__ACTIVITY__.
Your task is to transcribe all of the records exactly and leave out the pictures.

Natural language region descriptions:
====================

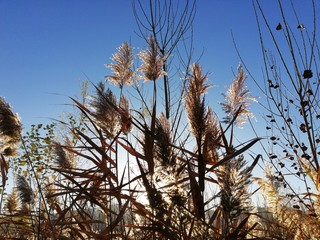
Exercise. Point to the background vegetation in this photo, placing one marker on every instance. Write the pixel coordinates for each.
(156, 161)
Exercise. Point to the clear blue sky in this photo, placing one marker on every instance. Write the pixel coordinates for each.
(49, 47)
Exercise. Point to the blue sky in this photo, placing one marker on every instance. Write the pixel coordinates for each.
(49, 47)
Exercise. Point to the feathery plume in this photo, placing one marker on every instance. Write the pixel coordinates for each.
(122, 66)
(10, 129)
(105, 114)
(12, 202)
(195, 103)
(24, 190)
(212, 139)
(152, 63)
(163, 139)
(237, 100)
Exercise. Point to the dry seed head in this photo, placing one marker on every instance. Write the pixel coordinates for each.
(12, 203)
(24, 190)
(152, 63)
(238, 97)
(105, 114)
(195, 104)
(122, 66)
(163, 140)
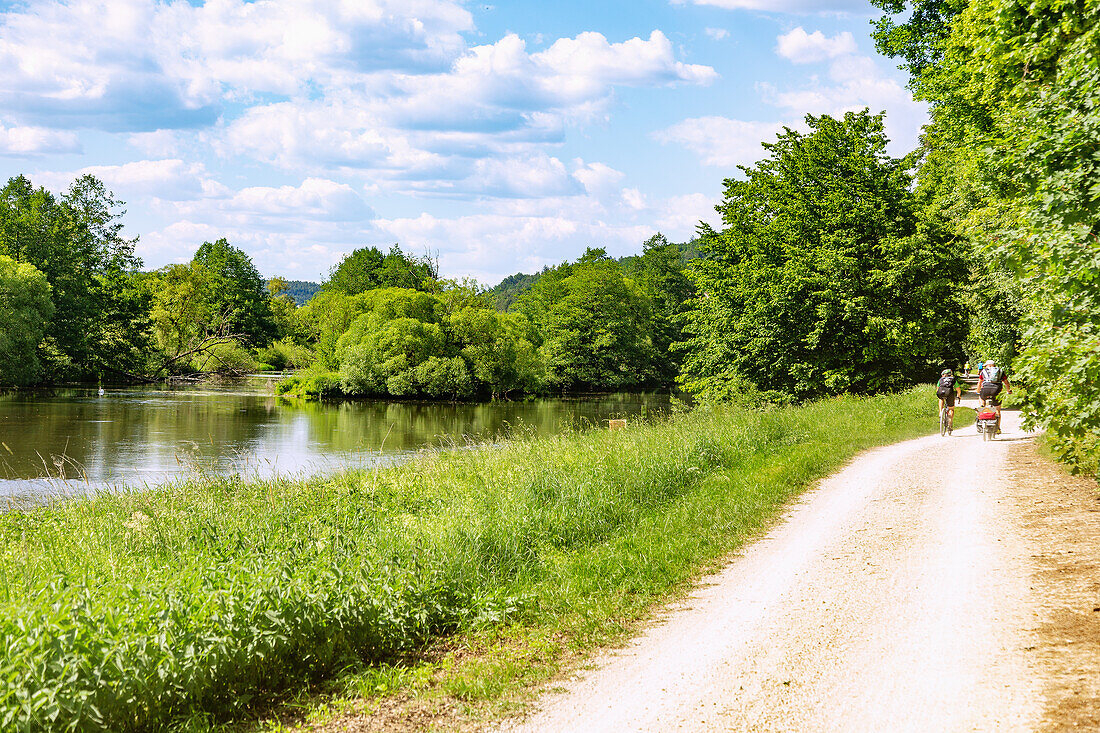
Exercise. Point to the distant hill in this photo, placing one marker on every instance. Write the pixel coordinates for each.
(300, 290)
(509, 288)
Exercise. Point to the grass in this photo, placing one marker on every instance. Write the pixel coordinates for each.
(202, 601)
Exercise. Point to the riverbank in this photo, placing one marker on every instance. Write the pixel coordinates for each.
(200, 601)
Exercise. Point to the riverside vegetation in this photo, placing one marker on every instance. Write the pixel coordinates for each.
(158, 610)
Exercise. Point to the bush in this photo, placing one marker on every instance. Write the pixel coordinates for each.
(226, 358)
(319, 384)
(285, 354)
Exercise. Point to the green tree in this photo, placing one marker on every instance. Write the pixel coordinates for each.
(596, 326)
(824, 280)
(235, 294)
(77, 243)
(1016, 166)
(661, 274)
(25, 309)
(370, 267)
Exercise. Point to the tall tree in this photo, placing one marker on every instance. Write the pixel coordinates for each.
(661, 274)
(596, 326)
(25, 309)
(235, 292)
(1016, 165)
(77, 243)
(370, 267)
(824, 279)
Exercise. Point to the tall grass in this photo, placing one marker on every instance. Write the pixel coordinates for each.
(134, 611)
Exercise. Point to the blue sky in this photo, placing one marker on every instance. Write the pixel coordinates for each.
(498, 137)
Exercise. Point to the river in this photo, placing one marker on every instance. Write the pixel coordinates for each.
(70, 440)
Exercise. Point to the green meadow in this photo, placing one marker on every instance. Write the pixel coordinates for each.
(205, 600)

====================

__RESULT OF THE TASK__.
Exercise. Point to the background vegetation in this photo, placing one marker on every instance. Write the pixel coordinates for each.
(156, 161)
Exercise. Point to the clear blue sky in this photo, placing one marker on every instance. Write the pixel coordinates for each.
(49, 47)
Exercise. Point to the blue sky in this photo, placing one marker on every instance. Write the pixel coordinates for each.
(49, 47)
Exercise. Point to the feathery plume in this photo, placing one marker on every instance. Write the pixel coordinates for each.
(122, 66)
(10, 129)
(105, 114)
(12, 202)
(195, 103)
(24, 190)
(212, 139)
(152, 63)
(163, 139)
(237, 100)
Exercise. Point to the dry seed head in this photo, placing one marker on every instance. Write the pixel coordinates for each.
(12, 203)
(24, 190)
(152, 63)
(238, 97)
(105, 114)
(195, 104)
(122, 66)
(163, 140)
Exercise. Point to the distant hill in this photo, placing one marker on every instance. Write the pixel coordinates for each.
(300, 290)
(509, 288)
Exercise. Point to the grass in this photo, placing one marker on every instance. Write the pixel coordinates for each.
(202, 601)
Exercise. Point to the riverbank in this photo, placing one marker on every instance. Write the pixel coordinates for each.
(200, 601)
Exercise. Point to the riverside vegetation in this photo, placing one marker on every instance. Write the pixel coordinates for each.
(158, 610)
Exercise. Point to the bush in this photo, placing one marker on every instance. Write the pixel coordinates for each.
(226, 358)
(319, 384)
(285, 354)
Exercise. Point to the green tree in this photo, placing one marker on every instance. Write the pixel coordinates for each.
(596, 326)
(824, 280)
(235, 294)
(77, 243)
(1016, 166)
(661, 274)
(25, 309)
(370, 267)
Exercise. Point to the tall tree in this photo, placing one marker on every instance. Write the pixel coordinates for each.
(661, 274)
(596, 326)
(25, 309)
(235, 292)
(1016, 165)
(77, 243)
(370, 267)
(824, 279)
Exercise. Point to the tall grass in this photo, placing one marker on every instance. Write the pixel coordinates for each.
(134, 611)
Exercise. Point to the blue sky in this photo, placing one marker on every instance. Write the pixel coordinates for each.
(498, 137)
Exercise. Point to the river in this photo, placing one marker on every instance. Write the pixel coordinates for each.
(70, 440)
Exercise. Point to the green meadow in this photo, placing one marker on every instance. Write the pixel coordinates for each.
(205, 600)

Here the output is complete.